= WHAT THIS TASK INVOLVES =
Reproduce every one of the following records with "match analytics" renamed to "scene analysis" wherever it occurs, leaving every other character unchanged.

= AVAILABLE RECORDS =
-------
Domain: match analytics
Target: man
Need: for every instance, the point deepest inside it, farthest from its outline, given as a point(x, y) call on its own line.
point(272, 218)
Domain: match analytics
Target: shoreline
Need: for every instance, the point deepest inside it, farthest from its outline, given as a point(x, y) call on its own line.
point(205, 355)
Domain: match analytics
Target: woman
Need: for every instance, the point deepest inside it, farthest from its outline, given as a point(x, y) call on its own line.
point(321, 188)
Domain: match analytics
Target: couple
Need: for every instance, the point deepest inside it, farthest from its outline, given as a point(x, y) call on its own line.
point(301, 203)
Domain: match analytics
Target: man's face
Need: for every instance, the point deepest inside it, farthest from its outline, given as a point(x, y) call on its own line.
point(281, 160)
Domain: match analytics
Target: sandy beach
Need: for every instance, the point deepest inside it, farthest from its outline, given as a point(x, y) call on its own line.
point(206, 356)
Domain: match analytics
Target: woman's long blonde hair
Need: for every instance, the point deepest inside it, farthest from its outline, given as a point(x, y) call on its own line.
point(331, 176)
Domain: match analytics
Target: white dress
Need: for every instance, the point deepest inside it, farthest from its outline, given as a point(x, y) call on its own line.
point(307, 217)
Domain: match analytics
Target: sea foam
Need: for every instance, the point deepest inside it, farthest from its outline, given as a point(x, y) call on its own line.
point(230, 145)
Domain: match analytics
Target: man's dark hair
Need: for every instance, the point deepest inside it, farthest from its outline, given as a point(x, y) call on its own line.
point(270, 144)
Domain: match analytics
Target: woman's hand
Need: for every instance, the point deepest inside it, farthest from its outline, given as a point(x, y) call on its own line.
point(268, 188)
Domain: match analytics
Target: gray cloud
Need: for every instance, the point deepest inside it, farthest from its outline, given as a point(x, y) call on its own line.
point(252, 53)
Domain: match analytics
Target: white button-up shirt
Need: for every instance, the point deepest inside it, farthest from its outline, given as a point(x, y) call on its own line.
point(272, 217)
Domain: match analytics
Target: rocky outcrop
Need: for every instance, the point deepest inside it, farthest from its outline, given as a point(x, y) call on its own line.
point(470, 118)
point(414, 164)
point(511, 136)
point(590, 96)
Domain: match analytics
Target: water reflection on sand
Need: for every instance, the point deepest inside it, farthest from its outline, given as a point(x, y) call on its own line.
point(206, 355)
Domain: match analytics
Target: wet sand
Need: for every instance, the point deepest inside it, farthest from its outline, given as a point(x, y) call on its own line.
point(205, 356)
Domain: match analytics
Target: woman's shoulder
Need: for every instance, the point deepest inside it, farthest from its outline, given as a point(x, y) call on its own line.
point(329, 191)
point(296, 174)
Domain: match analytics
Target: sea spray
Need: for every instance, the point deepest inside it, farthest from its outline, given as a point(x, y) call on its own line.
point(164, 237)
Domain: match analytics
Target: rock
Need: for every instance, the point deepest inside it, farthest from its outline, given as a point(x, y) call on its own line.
-------
= COMPLETE OUTPUT =
Domain: scene analysis
Target: man
Need: for every instance, the point deepest inside it, farthest from its outline, given as a point(x, y) call on its own line.
point(272, 218)
Domain: scene analysis
Target: shoreline
Need: for every instance, the point deepest inside it, farthest from its outline, given as a point(x, y) call on its own line.
point(205, 355)
Domain: scene analysis
Target: woman
Need: for every instance, the point deepest inside it, farthest from its outline, given as a point(x, y) call on its own line.
point(321, 188)
Domain: scene analysis
Target: couple
Need: for every instance, the point deepest inside it, farthest from its outline, given as a point(x, y) call on its own line.
point(301, 203)
Domain: scene analysis
Target: man's face
Need: for every instance, the point deepest inside it, farthest from its outline, given as a point(x, y) call on its own line.
point(281, 160)
Domain: scene analysis
Target: sandy beach
Need: for every instance, the point deepest inside it, farthest from its outline, given as a point(x, y) call on its own line.
point(206, 356)
Domain: scene analysis
Target: woman's long blonde hair
Need: for every instance, the point deepest inside it, farthest from its outline, given as a point(x, y) call on its own line.
point(331, 176)
Domain: scene analysis
Target: white dress
Need: for every instance, the point deepest inside it, farthest from its outline, given as a point(x, y) call on its own line.
point(307, 217)
Domain: scene analysis
Target: sea foam
Need: for every instance, the point deepest inside it, farthest from its outline, given as a point(x, y) call on its own line.
point(230, 145)
Domain: scene analysis
Target: man's dark hair
Need: for every instance, the point deepest inside it, farthest from its outline, given as a point(x, y) call on its own line.
point(270, 144)
Domain: scene analysis
Target: woman's hand
Need: for every instance, the point deepest inside it, farthest from its outline, given as a point(x, y) call on its own line.
point(268, 188)
Domain: scene analysis
Target: gray cloud
Need: for every instance, the point deepest inside it, farthest from its outline, given as a point(x, y) call on its own line.
point(252, 53)
Domain: scene analysis
Target: white button-up shirt
Need: for every instance, the point deepest inside it, farthest from its outline, given as a point(x, y) call on its own line.
point(272, 217)
Domain: scene analysis
Target: rocky outcrop
Need: for every instance, the point deepest inside it, farthest from its outline, given as a point(x, y) call on its own line.
point(470, 118)
point(414, 164)
point(511, 136)
point(590, 96)
Domain: scene analysis
Target: water reflection on sand
Need: for every instance, the point deepest inside it, farthest from its outline, given as a point(x, y) call on its own line.
point(206, 355)
Domain: scene analysis
Target: wet sand
Need: for every instance, the point deepest inside it, farthest from its outline, given as a point(x, y) call on its own line.
point(205, 356)
Domain: scene analysis
Target: woman's shoulder
Need: for every instance, the point deepest inside it, farthest from its outline, given as a point(x, y) call on its own line.
point(329, 191)
point(296, 174)
Domain: scene analysis
Target: sea spray
Need: for every instance, the point deepest inside it, farthest from its outline, given as a point(x, y) call on its own line.
point(164, 237)
Domain: scene analysis
Target: rock
Need: for every instance, the point deepest inside it, farthest from its outline, given as a point(x, y) call on its own line.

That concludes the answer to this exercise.